= EXTRAIT À LIRE =
------------

L’élection de Trump éloigne les risques de récession et ancre le scénario de taux US "Higher for Longer" sur la courbe intermédiaire et longue
Michael Israel, président d’IVO Capital Partners, partage sa vision sur les conséquences possibles de l’élection de Trump sur les marchés
La solidité de l’économie américaine et les politiques de Trump relancent le scénario de taux durablement élevés.
Entre opportunités et tensions : Tour d’horizon des impacts
Du coté des taux
La vigueur intrinsèque de l’économie américaine qui a battu les attentes sur la plupart des indicateurs économiques suivis dans l’indice Citigroup Economic Surprise Index (Graphique 1) justifie à elle seule la récente remontée des taux, tandis que l’élection de Donald Trump vient renforcer ce scénario.
Graphique 1 : Evolution du Citigroup Economic Surprise Index depuis le 01/07/2024 jusqu’au 08/11/2024
Source : Bloomberg
Citigroup Economic Surprise Index représente la somme des différences entre les résultats économiques officiels et les prévisions. Si la somme est supérieure à 0, les performances économiques sont généralement supérieures aux attentes du marché. Si la somme est inférieure à 0, les conditions économiques sont généralement moins bonnes que prévu.

------------

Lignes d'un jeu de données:
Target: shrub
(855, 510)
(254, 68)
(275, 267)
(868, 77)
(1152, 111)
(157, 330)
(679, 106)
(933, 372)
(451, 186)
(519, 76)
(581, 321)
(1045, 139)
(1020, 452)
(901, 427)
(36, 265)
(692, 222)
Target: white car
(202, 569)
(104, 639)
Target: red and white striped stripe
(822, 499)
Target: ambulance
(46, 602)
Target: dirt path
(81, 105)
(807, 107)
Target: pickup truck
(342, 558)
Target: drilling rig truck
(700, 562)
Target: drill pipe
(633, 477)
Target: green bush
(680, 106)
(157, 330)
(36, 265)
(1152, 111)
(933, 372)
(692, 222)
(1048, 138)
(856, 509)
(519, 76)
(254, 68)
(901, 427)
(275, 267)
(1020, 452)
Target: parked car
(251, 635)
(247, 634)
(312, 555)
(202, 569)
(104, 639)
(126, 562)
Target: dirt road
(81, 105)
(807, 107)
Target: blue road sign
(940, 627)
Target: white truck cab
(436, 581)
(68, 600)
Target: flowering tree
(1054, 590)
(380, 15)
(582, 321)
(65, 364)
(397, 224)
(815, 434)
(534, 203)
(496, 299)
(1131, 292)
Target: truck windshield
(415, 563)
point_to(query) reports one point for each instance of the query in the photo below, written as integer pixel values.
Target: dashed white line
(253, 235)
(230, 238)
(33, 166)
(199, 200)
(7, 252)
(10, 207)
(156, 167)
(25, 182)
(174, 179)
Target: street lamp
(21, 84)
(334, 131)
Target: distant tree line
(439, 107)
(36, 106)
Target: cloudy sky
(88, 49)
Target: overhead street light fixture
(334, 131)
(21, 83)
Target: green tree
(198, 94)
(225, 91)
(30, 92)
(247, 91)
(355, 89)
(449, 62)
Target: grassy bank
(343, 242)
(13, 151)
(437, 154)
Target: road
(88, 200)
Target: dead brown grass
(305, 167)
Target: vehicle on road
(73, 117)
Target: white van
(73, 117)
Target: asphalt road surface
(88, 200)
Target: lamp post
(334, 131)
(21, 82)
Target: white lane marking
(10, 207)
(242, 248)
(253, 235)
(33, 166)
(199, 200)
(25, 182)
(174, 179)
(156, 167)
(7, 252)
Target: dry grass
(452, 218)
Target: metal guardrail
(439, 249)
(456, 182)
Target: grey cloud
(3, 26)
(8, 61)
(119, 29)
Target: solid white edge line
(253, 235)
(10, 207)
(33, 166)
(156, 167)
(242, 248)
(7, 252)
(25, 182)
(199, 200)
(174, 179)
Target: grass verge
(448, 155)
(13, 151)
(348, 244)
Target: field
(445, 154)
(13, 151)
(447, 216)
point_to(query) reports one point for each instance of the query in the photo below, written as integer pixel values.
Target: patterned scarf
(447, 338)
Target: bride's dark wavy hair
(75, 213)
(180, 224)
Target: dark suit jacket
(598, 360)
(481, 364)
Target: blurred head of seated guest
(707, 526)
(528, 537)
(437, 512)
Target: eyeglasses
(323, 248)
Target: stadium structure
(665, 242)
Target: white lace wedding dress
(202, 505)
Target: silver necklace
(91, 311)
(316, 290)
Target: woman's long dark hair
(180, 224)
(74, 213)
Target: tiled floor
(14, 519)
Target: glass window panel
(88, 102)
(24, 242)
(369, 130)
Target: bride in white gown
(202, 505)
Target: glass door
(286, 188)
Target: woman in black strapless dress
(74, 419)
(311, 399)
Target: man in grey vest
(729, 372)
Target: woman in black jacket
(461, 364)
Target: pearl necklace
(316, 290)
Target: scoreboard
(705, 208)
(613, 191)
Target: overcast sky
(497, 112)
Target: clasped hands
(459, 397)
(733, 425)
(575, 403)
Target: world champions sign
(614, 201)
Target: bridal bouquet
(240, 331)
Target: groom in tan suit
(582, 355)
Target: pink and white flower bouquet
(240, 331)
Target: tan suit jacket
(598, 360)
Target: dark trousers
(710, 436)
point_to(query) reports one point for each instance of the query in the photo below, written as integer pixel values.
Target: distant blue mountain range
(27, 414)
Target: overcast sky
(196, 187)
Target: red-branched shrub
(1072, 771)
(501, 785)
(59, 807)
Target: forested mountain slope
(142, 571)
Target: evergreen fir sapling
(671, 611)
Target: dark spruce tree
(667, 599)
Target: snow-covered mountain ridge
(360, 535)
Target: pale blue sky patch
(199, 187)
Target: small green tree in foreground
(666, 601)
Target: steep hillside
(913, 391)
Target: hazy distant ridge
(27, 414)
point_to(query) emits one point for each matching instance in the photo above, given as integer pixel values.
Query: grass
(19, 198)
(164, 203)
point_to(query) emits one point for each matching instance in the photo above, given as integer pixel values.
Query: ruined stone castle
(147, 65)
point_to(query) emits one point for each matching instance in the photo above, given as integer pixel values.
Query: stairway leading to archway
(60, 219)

------------

= À COMPLÉTER =
**A.** D'après l'extrait sur l'élection de Trump et les taux, que représente le Citigroup Economic Surprise Index ?
**B.** Dans l'extrait sur l'élection de Trump et les taux, reformulez sous forme de liste le paragraphe commençant par « Citigroup Economic Surprise Index représente », en conservant ses faits essentiels.
**C.** Poursuivez l'extrait sur l'élection de Trump et les taux à partir de sa dernière phrase.
Le matériau fourni est distinct de l'extrait et doit être traité à part.

= RÉPONSES ATTENDUES =
**A.** Il représente la somme des différences entre les résultats économiques officiels et les prévisions.

**B.**
- L'indice additionne les écarts entre les résultats économiques officiels et les prévisions.
- Somme supérieure à 0 : les performances économiques dépassent généralement les attentes du marché.
- Somme inférieure à 0 : les conditions économiques sont généralement moins bonnes que prévu.

**C.**
Ses politiques pro-croissance soutiennent l’extension du cycle économique, mais suscitent également des craintes de pressions inflationnistes ou, à tout le moins, d’un ralentissement de la désinflation, ainsi que de potentiels risques de réévaluation de la prime de risque sur les Treasuries américains.
Graphique 2 : Evolution des taux US 5 ans et 10 ans depuis le 01/07/2024 jusqu’au 08/11/2024
Source : Bloomberg
Taux US 5 ans : +20 pdb entre le 05/11/2024 et le 06/11/2024 suite à l’élection de Trump (de 4.1% à 4.3%). Les taux ont baissé le lendemain de l’élection pour se stabiliser à 4.2%.
Taux US 10 ans : +10 pdb entre le 05/11/2024 et le 06/11/2024 suite à l’élection de Trump (de 4.3% à 4.4%). Les taux ont baissé le lendemain de l’élection pour se stabiliser à 4.3%.
Depuis le pivot de la Fed, le scénario de taux d'intérêt américains durablement élevés (higher for longer), notamment pour les échéances intermédiaires et longues, a regagné en vigueur et s’impose de nouveau comme un scénario de référence pour de nombreux économistes.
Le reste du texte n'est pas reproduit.